**WORK REQUEST**
Take the records underneath and set them down exactly.

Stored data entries

>>>>

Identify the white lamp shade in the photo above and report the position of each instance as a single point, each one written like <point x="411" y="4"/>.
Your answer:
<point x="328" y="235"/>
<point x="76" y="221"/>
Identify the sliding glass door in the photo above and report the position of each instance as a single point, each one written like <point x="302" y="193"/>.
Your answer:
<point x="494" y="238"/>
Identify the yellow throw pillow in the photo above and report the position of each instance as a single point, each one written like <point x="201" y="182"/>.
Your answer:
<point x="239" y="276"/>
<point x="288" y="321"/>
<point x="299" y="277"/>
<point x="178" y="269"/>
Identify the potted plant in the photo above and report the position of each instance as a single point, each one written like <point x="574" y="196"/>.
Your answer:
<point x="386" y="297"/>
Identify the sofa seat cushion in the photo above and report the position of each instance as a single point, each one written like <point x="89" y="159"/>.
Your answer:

<<<<

**TASK RESULT**
Identify the white lamp shade in the photo above and report the position of each instance as a single point, each one written like <point x="411" y="4"/>.
Your answer:
<point x="328" y="235"/>
<point x="76" y="221"/>
Identify the sliding glass door in the photo above and report the position of each instance as a single point, each one written like <point x="302" y="193"/>.
Your answer:
<point x="494" y="238"/>
Identify the yellow throw pillow in the photo above and report the position of each instance as a single point, each one written like <point x="201" y="182"/>.
Your answer:
<point x="239" y="276"/>
<point x="288" y="321"/>
<point x="299" y="277"/>
<point x="178" y="269"/>
Identify the potted plant in the photo above and report the position of each instance as a single point, each one written like <point x="574" y="196"/>.
Your answer:
<point x="386" y="297"/>
Identify the sofa seat cushion in the photo above and report the position of each instance as a single point, each one written like <point x="89" y="159"/>.
Your answer:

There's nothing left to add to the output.